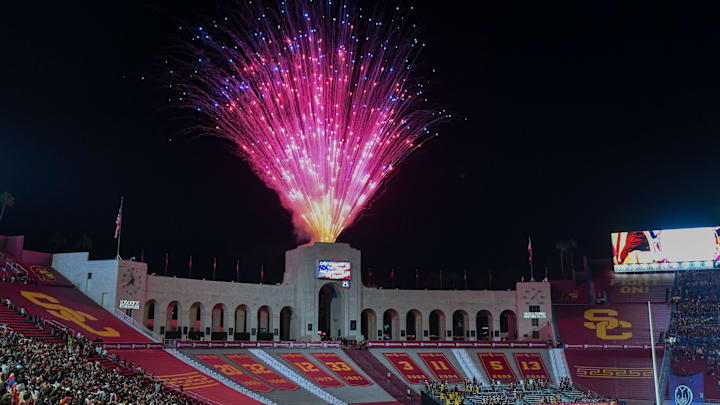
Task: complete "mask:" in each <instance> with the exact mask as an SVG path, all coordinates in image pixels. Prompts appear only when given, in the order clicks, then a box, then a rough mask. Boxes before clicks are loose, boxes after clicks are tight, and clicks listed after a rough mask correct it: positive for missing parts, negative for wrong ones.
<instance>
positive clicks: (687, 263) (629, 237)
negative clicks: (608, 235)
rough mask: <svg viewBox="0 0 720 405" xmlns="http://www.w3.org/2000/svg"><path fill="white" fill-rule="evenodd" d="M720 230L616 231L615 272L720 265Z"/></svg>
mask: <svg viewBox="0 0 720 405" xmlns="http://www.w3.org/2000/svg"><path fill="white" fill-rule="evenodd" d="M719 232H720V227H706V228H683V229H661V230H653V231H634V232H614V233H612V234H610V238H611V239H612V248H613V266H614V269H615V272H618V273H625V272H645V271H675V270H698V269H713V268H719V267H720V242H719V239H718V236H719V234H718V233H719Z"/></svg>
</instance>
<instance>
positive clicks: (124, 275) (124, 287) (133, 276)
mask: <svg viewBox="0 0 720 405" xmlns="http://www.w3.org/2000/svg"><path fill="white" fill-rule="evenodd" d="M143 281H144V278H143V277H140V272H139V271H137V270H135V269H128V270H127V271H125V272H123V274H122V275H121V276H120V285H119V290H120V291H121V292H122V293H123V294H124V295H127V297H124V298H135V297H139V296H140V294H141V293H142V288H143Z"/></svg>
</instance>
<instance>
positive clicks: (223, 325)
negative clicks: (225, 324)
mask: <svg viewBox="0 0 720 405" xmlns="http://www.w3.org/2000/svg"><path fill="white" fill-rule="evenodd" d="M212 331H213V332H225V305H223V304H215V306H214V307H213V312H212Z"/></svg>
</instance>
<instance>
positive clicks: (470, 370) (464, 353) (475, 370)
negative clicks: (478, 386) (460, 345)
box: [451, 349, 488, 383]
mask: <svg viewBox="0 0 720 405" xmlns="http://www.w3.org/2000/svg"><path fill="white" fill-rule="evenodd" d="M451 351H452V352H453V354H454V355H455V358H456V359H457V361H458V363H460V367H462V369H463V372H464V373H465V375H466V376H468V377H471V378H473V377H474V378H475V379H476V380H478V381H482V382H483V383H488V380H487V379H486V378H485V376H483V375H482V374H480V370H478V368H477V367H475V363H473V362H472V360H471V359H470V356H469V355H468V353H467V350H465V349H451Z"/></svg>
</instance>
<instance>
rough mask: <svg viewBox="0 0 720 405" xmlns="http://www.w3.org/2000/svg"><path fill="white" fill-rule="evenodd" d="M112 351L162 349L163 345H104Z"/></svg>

● ● ● ● ●

## DESCRIPTION OF THE TASK
The lines from the one holding "positive clicks: (223, 325)" to the last line of the entries, both included: retype them exactly and give nothing else.

## ANSWER TO THIS EXERCISE
positive clicks: (223, 325)
negative clicks: (225, 324)
mask: <svg viewBox="0 0 720 405" xmlns="http://www.w3.org/2000/svg"><path fill="white" fill-rule="evenodd" d="M212 331H213V332H225V305H223V304H215V306H214V307H213V312H212Z"/></svg>
</instance>
<instance>
positive clicks: (470, 370) (464, 353) (475, 370)
negative clicks: (478, 386) (460, 345)
box: [451, 349, 488, 383]
mask: <svg viewBox="0 0 720 405" xmlns="http://www.w3.org/2000/svg"><path fill="white" fill-rule="evenodd" d="M451 351H452V352H453V354H454V355H455V358H456V359H457V361H458V363H460V367H462V369H463V372H464V373H465V375H466V376H468V377H471V378H473V377H474V378H475V379H476V380H478V381H482V382H483V383H488V380H487V379H486V378H485V376H483V375H482V374H480V370H478V368H477V367H475V363H473V362H472V360H471V359H470V356H469V355H468V353H467V350H465V349H451Z"/></svg>
</instance>
<instance>
rough mask: <svg viewBox="0 0 720 405" xmlns="http://www.w3.org/2000/svg"><path fill="white" fill-rule="evenodd" d="M112 351L162 349L163 345H104Z"/></svg>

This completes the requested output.